Data entries

· · · · ·

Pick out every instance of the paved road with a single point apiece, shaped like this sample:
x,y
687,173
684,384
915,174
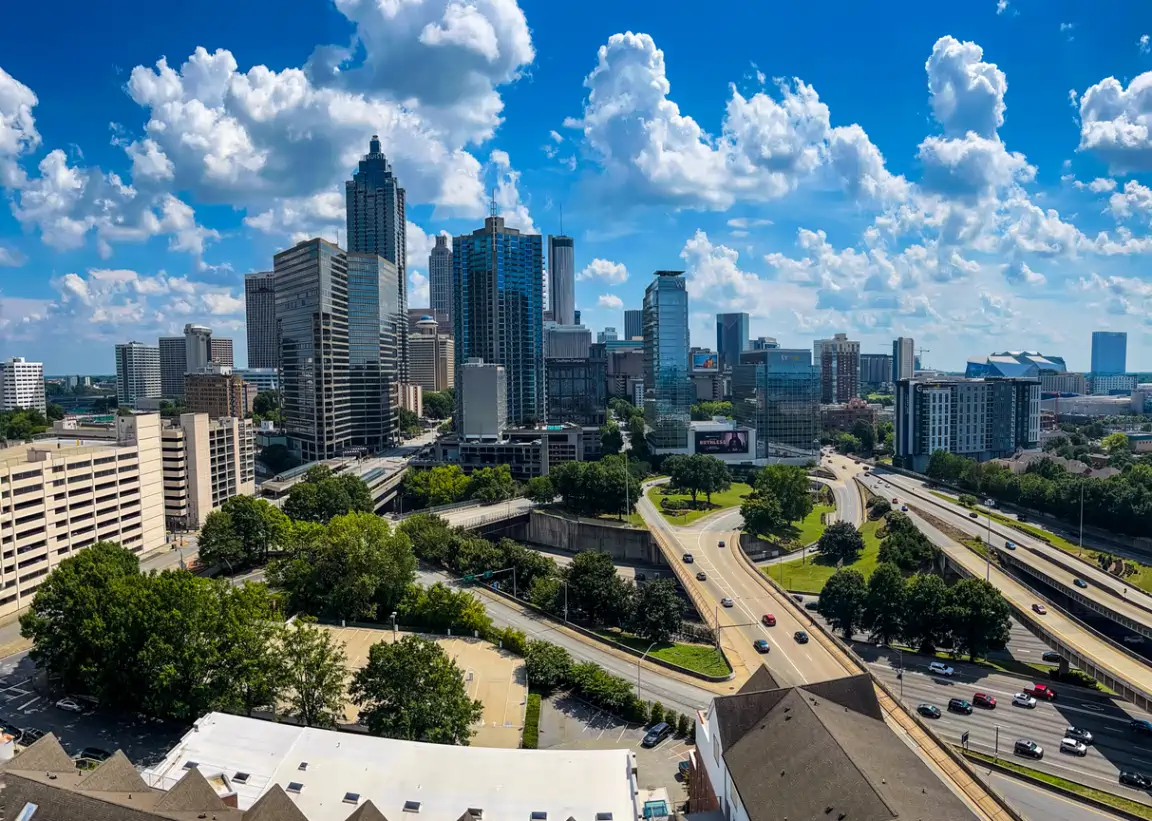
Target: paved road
x,y
1115,747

· · · · ·

#### EXERCISE AIM
I need the entries printed exactly, with each picture left out.

#### ANSWER TO THIS PROBLEM
Pick out every instance of the paved road with a single point apiece, shaped like this sample:
x,y
687,173
684,384
915,174
Target: paved road
x,y
1115,747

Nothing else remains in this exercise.